▶ _To be done_:
Find every one of the lines below that has the word "mask" in it, and copy each of those lines in full.

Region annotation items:
┌────────

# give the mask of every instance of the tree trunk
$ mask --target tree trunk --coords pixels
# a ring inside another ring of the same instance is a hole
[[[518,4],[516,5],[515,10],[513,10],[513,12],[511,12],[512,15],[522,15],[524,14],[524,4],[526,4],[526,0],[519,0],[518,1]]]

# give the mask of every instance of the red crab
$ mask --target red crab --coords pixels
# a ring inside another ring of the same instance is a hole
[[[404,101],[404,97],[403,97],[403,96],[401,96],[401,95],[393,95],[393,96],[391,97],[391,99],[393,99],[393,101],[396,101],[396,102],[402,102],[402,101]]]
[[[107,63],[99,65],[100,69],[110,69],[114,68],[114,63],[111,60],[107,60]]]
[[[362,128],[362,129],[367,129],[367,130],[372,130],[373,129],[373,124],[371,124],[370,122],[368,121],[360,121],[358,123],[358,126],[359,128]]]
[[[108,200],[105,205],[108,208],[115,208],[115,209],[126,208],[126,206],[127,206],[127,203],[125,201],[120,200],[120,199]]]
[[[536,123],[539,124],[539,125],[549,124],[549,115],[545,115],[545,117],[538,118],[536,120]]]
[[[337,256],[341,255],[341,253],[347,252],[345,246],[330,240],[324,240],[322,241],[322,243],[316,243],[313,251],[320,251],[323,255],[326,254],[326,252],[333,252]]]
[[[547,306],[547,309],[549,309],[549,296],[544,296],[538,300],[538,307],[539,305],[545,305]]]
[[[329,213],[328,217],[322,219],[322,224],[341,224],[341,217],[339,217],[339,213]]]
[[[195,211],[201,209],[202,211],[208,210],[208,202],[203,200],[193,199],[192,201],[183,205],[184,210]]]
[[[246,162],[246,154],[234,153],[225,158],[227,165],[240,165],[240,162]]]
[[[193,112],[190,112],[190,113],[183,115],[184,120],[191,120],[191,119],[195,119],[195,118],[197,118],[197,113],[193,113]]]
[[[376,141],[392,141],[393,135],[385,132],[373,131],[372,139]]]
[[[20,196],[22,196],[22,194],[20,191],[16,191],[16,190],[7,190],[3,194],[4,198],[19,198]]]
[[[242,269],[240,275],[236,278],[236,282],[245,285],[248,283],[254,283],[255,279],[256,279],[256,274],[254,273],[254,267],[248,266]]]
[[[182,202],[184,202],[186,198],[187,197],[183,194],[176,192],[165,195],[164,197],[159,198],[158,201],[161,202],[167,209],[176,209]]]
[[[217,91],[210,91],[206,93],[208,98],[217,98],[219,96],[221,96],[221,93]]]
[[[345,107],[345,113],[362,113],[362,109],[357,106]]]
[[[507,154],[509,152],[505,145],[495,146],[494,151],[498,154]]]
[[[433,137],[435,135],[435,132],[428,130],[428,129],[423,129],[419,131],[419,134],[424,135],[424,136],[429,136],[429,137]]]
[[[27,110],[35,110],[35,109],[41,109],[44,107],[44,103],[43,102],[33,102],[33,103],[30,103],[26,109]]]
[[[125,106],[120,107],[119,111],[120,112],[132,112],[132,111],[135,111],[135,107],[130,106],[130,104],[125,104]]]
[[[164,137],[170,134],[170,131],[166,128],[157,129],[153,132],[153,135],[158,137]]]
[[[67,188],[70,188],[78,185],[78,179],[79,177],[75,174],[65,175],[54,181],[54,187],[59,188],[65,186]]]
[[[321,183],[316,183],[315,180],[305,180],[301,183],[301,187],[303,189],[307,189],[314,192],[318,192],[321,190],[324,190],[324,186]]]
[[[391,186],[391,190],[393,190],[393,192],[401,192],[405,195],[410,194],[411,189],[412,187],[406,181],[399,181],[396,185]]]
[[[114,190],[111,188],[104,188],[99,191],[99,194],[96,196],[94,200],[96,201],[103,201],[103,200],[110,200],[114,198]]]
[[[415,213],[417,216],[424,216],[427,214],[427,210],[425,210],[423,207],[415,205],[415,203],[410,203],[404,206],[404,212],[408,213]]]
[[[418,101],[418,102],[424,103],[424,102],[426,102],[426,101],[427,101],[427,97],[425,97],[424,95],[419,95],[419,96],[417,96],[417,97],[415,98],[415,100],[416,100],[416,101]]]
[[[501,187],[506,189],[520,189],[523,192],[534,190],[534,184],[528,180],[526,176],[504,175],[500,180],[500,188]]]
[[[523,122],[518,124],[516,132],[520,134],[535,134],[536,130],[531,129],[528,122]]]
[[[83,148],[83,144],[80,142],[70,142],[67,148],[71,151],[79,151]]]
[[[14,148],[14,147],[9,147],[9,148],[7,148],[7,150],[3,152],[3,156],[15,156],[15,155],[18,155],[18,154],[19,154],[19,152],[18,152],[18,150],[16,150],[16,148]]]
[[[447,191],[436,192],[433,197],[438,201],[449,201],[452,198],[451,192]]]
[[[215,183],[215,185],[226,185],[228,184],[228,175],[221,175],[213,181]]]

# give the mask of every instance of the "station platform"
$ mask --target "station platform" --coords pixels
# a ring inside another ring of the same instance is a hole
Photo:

└────────

▶ _Result of the task_:
# give the mask of every instance of the tree trunk
$ mask --target tree trunk --coords pixels
# give the mask of every instance of the red crab
$ mask --target red crab --coords pixels
# give the mask of every instance of the "station platform"
$ mask --target "station platform" --coords pixels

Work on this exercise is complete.